Stored data entries:
========
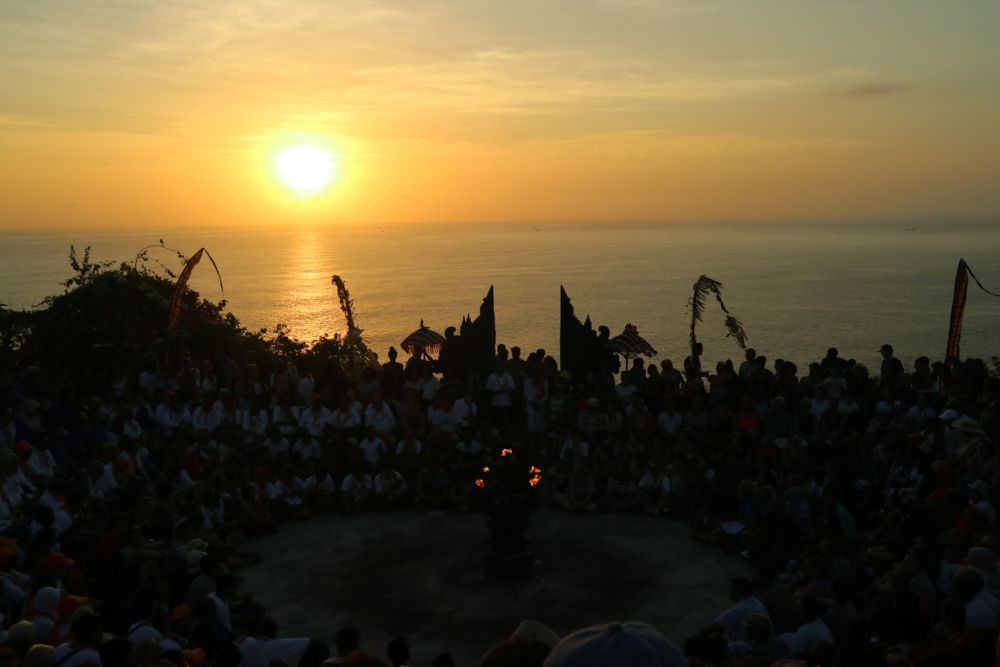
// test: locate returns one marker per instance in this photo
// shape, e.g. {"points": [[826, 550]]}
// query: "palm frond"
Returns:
{"points": [[704, 287]]}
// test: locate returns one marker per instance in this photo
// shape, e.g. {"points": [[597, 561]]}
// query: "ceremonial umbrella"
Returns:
{"points": [[630, 343], [423, 340]]}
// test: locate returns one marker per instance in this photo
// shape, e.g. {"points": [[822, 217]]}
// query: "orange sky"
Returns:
{"points": [[169, 113]]}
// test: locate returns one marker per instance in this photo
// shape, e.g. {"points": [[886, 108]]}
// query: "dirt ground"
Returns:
{"points": [[421, 576]]}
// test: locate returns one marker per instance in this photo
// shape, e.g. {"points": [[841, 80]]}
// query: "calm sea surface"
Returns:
{"points": [[798, 288]]}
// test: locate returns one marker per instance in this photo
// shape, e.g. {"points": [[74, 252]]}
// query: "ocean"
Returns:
{"points": [[798, 288]]}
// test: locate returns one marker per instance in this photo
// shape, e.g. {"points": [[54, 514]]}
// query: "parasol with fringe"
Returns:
{"points": [[423, 341], [630, 344]]}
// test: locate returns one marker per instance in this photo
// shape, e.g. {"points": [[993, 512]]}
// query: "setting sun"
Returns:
{"points": [[306, 169]]}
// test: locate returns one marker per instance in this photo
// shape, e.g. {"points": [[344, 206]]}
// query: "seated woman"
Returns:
{"points": [[432, 486], [356, 491]]}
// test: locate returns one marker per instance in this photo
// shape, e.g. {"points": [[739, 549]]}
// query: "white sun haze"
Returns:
{"points": [[305, 169]]}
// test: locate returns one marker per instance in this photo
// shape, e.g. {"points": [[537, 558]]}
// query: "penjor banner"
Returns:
{"points": [[958, 308], [957, 311], [182, 280]]}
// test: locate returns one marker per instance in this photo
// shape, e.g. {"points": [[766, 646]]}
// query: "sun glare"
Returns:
{"points": [[306, 169]]}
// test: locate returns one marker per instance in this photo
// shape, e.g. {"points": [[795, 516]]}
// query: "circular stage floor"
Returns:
{"points": [[421, 576]]}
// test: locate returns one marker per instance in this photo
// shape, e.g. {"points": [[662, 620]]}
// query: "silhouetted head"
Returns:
{"points": [[348, 640]]}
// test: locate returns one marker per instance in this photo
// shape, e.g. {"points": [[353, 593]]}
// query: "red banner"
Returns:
{"points": [[957, 311], [175, 303]]}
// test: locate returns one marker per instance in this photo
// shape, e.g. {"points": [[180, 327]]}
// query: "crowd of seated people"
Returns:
{"points": [[862, 497]]}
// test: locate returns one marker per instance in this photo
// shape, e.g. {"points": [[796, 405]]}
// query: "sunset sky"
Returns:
{"points": [[172, 113]]}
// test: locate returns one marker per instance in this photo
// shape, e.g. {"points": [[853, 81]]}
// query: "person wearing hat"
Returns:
{"points": [[261, 646], [760, 640], [528, 646], [729, 624], [615, 645], [980, 495], [575, 449]]}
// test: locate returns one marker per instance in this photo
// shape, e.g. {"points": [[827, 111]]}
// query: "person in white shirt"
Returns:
{"points": [[811, 633], [464, 410], [379, 415], [315, 418], [390, 488], [670, 420], [347, 416], [536, 401], [654, 492], [500, 385], [372, 447], [285, 417], [729, 624], [307, 447], [440, 418], [206, 417], [253, 420], [171, 414]]}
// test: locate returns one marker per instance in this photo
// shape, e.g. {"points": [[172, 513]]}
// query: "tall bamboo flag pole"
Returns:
{"points": [[702, 288], [175, 302], [958, 299]]}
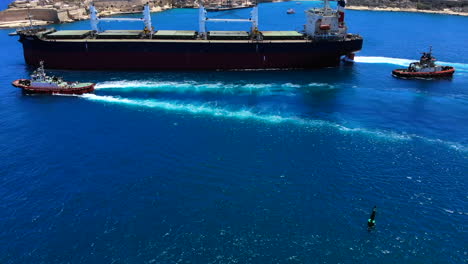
========
### Prompt
Which lines of the data contain the string "banner"? Copy each one.

### The completed task
// query: "penjor banner"
// query: "red banner"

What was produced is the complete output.